Extract:
Note: In the test split, there are two movies without a wikipediaURL
: Fall Out (ID: 667) and Phantom Town (IDs: 884 and 931). We find movie names by IMDB ID. Note that Phantom Town exists in the dataset twice with different IDs.
Run llm_queries/format_queries_in_TREC_style.py
to generate the ToT queries in TREC style. Set the paths according to the comments in the script. The output file can now be used for model training and inference, which will be utilized in the following validation step.
To check the validity of the generated queries, we assess the correlation between two system rankings: one generated by CQA-based queries (e.g., MS-TOT) and the other by synthetic queries.
We employ 1) lexicon-based open-source retrieval models, 2) dense open-source retrieval models, and 3) closed-source API-based models as retrieval models.
In total, we run 40 different retrieval models and rank the systems based on retrieval performance (NDCG and MRR), followed by calculating Kendall's Tau correlation between the two system rankings.
Below are the guidelines for running the retrieval models.

Extracted material:
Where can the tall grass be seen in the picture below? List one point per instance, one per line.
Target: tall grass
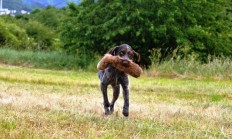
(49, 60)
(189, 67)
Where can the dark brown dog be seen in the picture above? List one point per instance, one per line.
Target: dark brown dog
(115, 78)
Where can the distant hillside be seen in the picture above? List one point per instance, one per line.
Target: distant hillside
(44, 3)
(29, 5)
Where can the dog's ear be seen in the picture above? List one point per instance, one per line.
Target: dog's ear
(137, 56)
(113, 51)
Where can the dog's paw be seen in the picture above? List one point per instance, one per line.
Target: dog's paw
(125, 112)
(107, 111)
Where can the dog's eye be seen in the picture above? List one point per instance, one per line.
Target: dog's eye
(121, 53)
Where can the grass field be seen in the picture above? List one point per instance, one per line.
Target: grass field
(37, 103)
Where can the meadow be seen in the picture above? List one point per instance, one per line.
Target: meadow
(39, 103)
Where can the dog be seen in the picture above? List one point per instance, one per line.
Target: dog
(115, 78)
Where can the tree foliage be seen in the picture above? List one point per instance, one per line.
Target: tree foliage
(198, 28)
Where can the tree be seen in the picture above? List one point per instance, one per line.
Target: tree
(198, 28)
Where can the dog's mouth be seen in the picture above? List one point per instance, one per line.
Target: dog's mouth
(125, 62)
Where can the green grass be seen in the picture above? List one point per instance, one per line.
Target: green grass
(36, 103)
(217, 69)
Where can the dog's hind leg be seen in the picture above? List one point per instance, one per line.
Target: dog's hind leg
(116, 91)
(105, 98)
--
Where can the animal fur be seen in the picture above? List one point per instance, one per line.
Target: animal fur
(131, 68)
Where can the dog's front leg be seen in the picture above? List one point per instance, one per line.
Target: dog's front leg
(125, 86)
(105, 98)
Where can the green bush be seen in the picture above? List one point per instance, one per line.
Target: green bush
* * *
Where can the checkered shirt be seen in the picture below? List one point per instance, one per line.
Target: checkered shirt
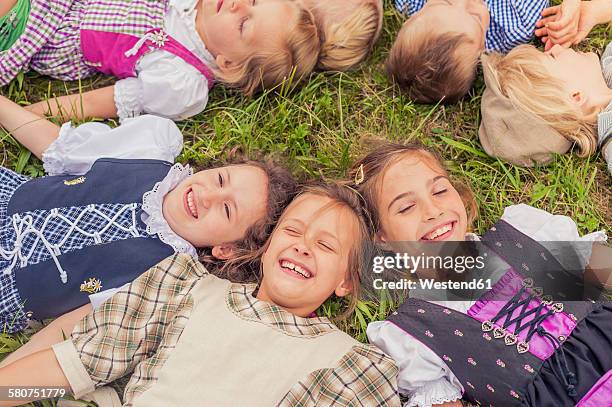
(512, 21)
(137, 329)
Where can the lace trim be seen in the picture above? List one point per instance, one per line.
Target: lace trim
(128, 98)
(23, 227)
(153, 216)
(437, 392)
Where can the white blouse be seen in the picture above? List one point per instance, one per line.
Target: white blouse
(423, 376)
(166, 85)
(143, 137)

Assignment A:
Answer these about the query-generation text:
(i) Which movie appears in the test split twice with different IDs?
(ii) Which script generates the ToT queries in TREC style?
(iii) How many retrieval models are run in total?
Assignment B:
Extend the query-generation text, starting after its last sentence.

Exercise result A:
(i) Phantom Town (IDs 884 and 931)
(ii) llm_queries/format_queries_in_TREC_style.py
(iii) 40

Exercise result B:
Run model_inference/run_lexicon.py
for lexicon methods. Consider the following example command for BM25:
python run_lexicon.py --run_id bm25_0.8_1.0_test_llm-w-para \
--index_name bm25_0.8_1.0_test_llm_w_para \
--index_path ./anserini_indicies \
--docs_path ./anserini_docs \
--data_path ./datasets-llm-w-para \
--param_k1 0.8 --param_b 1.0 \
--field text --query text --split test \
--run ./results/BM25-0.8-1.0-trec-baseline/llm-w-para/test.run \
--run_format trec_eval \
To use the LMDirichlet Similarity model, add --param_mu <mu_value>
as a parameter, e.g., --param_mu 1000
.
You can also use TF-IDF, IB Similarity, DFR Similarity, and more by changing the methods in the script.
Run model_inference/run_dense.py
for dense models. Consider the following example command for DistilBERT from the TREC baseline:
python run_dense.py --freeze_base_model \
--run_id baseline_distilbert_test_llm-w-para \
--data_path ./datasets-llm-w-para \
--model_or_checkpoint path/to/the/checkpoint \
--model_dir ./results/distilbert-trec-baseline/llm-w-para \
--embed_size 768 --encode_batch_size 256 \
--query text --device cuda
You can change the model to any dense model supported in SentenceTransformers. You can also use DPR models. Remember to change embed_size
based on the model architecture.
Run llm_queries/rank_with_gpt.py
to generate rankings using GPT models. Input the TREC style queries file and the output file path to save the ranking results. The script will generate ranking results for each query.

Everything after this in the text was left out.